EXERCISE INSTRUCTIONS – Using the forum thread below about auto start and remote start for a vacuum, answer yes or no to each statement and quote the words from the thread that decide it: (a) The vacuum and the outlet it uses are hard to reach. (b) TomCT2 says the two switches may take power from different legs of a 220v service. (c) The first poster wants the table saw and miter saw to turn the vacuum on when they start.

TEXT TO READ –
+-------+

# Auto start AND remote start?



## emilysaurus (Sep 10, 2018)

Is there any way to have both the automatic relay function of something like the i-Vac Automatic Vacuum Switch Box AND a remote switch for the same vacuum? For example, I want my table saw and mitre saw to turn the vacuum on when they are started, but I also want to use the vacuum for hand held tools and general cleanup. The vacuum and outlet it is plugged into are hard to reach so I want a remote for the latter scenario. I can’t seem to find anything with both options or evidence of whether putting two different systems in-line would accomplish what want.

Thanks in advance.


----------



## TomCT2 (May 16, 2014)

yes. you can run "parallel" lines to the motor. one from the auto switch, one from the remote switch
BUT they must take power from the same 'leg' (110v) = preferable from the same circuit and observing the properly polarity.

if you power one switch from one leg and the other switch from the other leg of a std 220v residential service, you'll get 220v followed by sparks and smoke.


----------



## FrankC (Aug 24, 2012)

Is this what you are looking for?

https://www.amazon.com/iVAC-Dust-Co..._rd_t=40701&psc=1&refRID=ZDWEEZVA7EM40RN8C7FD


----------

+-------+

(Coordinate labeling data)

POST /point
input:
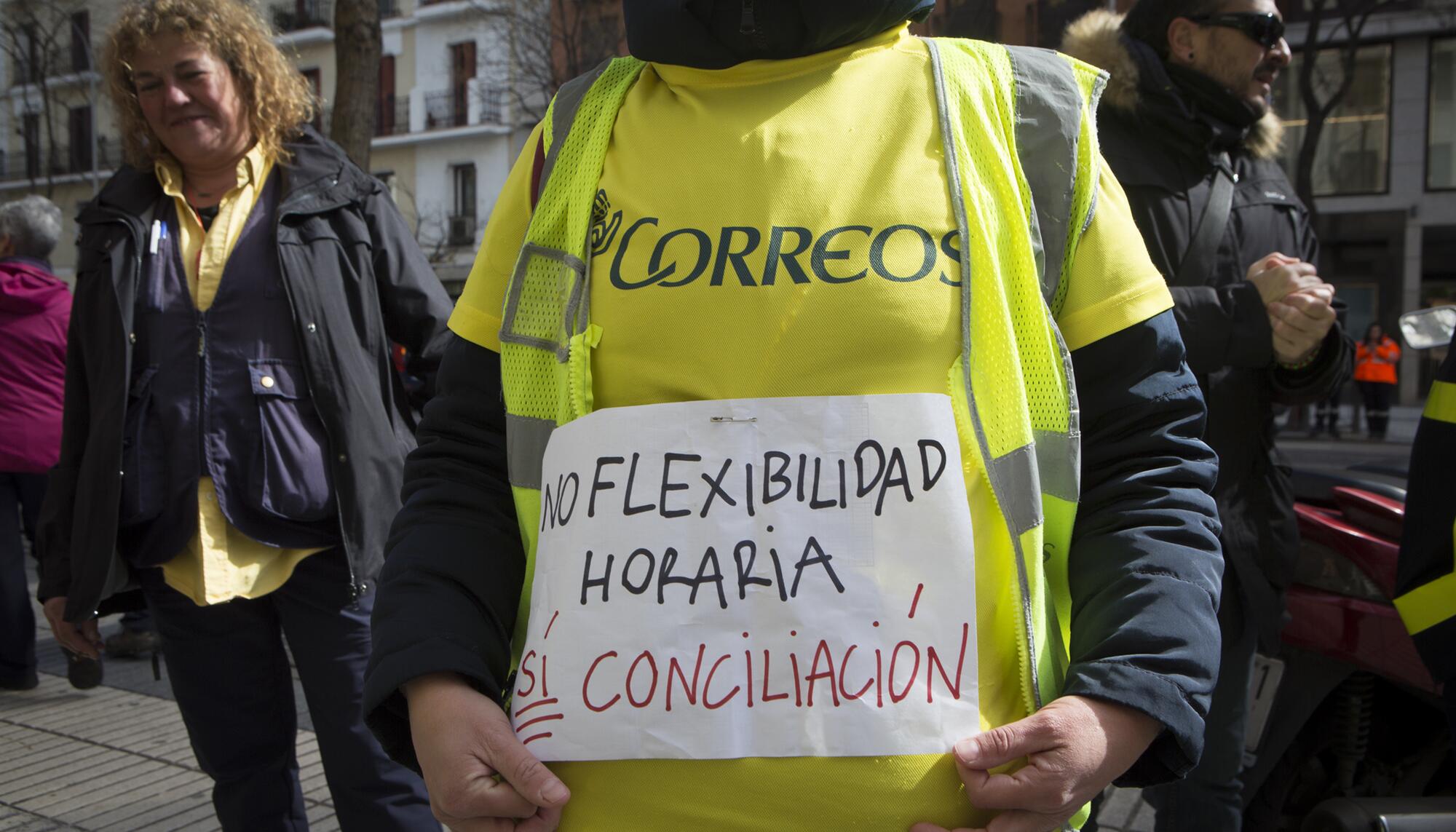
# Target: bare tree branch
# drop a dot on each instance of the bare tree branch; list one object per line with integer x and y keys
{"x": 356, "y": 92}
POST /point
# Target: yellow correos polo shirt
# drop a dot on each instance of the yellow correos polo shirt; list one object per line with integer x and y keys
{"x": 221, "y": 563}
{"x": 786, "y": 229}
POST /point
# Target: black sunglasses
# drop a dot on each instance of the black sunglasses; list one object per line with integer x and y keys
{"x": 1265, "y": 29}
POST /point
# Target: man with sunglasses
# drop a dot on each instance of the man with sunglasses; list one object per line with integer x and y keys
{"x": 1186, "y": 125}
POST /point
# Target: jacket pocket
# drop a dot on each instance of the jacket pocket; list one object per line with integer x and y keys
{"x": 141, "y": 454}
{"x": 296, "y": 480}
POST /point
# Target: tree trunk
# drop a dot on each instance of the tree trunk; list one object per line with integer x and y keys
{"x": 356, "y": 92}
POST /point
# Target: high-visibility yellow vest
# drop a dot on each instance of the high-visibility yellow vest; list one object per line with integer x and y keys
{"x": 1021, "y": 170}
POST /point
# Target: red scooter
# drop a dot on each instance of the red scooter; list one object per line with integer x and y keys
{"x": 1348, "y": 729}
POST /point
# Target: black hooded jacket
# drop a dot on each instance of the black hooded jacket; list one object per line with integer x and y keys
{"x": 1145, "y": 560}
{"x": 1163, "y": 150}
{"x": 356, "y": 281}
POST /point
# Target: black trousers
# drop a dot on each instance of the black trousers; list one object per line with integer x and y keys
{"x": 1211, "y": 798}
{"x": 235, "y": 690}
{"x": 21, "y": 498}
{"x": 1378, "y": 405}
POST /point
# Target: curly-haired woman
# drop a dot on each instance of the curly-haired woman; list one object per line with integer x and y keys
{"x": 235, "y": 432}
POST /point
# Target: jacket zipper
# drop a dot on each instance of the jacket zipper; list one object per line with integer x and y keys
{"x": 356, "y": 587}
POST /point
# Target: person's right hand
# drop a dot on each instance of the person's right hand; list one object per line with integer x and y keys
{"x": 480, "y": 776}
{"x": 84, "y": 641}
{"x": 1279, "y": 275}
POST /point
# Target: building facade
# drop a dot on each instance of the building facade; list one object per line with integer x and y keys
{"x": 1385, "y": 169}
{"x": 452, "y": 114}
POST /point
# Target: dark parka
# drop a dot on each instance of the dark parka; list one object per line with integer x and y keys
{"x": 356, "y": 280}
{"x": 1145, "y": 558}
{"x": 1164, "y": 153}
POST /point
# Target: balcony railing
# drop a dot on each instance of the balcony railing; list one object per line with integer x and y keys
{"x": 446, "y": 108}
{"x": 452, "y": 108}
{"x": 304, "y": 15}
{"x": 392, "y": 116}
{"x": 462, "y": 229}
{"x": 58, "y": 160}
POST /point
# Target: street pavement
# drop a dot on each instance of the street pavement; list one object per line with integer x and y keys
{"x": 116, "y": 757}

+-------+

FULL RESPONSE –
(a) Yes: "The vacuum and outlet it is plugged into are hard to reach"
(b) No: "BUT they must take power from the same 'leg' (110v)"
(c) Yes: "I want my table saw and mitre saw to turn the vacuum on when they are started"